On April 22, 2004, the State Department submitted to Congress its determination and report finding that “the Bolivian military and police respect human rights and cooperate with civilian authorities in the investigation, prosecution and punishment of personnel credibly alleged to have committed violations."2 Moreover, the State Department asserted that both the military and police “investigate all allegations of human rights abuses” (emphasis added). The sweeping nature of these claims invites skepticism.
The tenure of former president Gonzalo Sánchez de Lozada (August 2002-October 2003) was remarkable for the high number of human rights violations committed by state security forces. During this 14-month period, the armed forces and police killed nearly as many people as were killed by security forces over the course of the seven-year military dictatorship of General Hugo Banzer (1971-1978). Furthermore, the Bolivian armed forces have categorically refused to testify or participate in investigations in the civilian justice system, although Bolivian and international law stipulate that this is the appropriate jurisdiction for these cases.

DATA LISTING ::
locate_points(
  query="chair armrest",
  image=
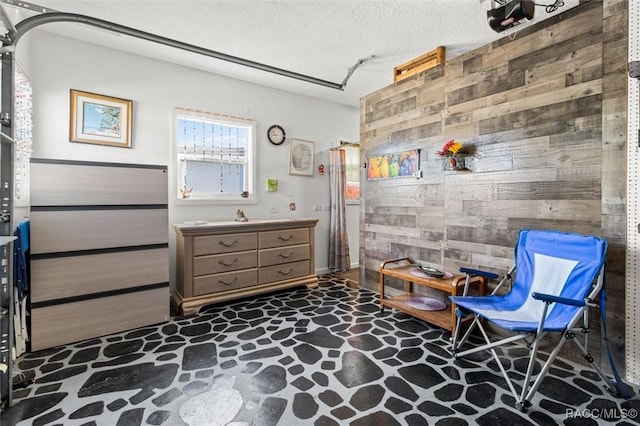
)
(488, 275)
(565, 301)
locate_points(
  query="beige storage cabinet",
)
(220, 261)
(99, 249)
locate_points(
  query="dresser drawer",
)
(279, 255)
(284, 237)
(216, 244)
(222, 282)
(205, 265)
(284, 272)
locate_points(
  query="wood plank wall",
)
(544, 114)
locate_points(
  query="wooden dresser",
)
(99, 249)
(219, 261)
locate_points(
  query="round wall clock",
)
(276, 134)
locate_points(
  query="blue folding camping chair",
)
(558, 277)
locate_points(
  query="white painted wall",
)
(58, 64)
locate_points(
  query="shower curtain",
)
(339, 239)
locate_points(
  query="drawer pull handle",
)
(227, 283)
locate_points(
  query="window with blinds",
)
(214, 156)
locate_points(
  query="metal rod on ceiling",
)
(29, 23)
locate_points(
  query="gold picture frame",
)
(100, 119)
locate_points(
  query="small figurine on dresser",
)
(240, 217)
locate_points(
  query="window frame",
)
(251, 166)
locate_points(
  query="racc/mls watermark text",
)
(610, 414)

TASK REQUIREMENTS ::
A) How many lines in the records contain the word "window"? Case counts. Reply with the number only.
B) Continue the passage on human rights abuses by Bolivian security forces from its last sentence.

THE RESULTS ::
A) 2

B)
The rosy account provided by the April 22 report is contradicted by the State Department’s own Country Report on Human Rights Practices for 2003, released in February 2004, which states:
“Some members of the security forces committed serious human rights abuses… Security forces killed dozens and injured hundreds of protestors during episodes of violent social unrest… There were unconfirmed allegations of torture by the police and security forces. There were credible reports of abuses by security forces, including use of excessive force, extortion, and improper arrests… The Government’s delay in completing effective investigations and identifying and punishing thoseresponsible for either civilian or security force deaths resulted in a perception of impunity.”3
The skepticism invited by the April 22 report’s initial sentences is borne out in the subsequent text by numerous errors of fact, dubious interpretations of events, and patently false claims. Beyond these shortcomings in substance, the report includes certain mistakes in grammar and word choice that could have been identified and corrected with minimal attention. For example, security forces are said to have acted “with force commiserate to the threat posed by protestors.”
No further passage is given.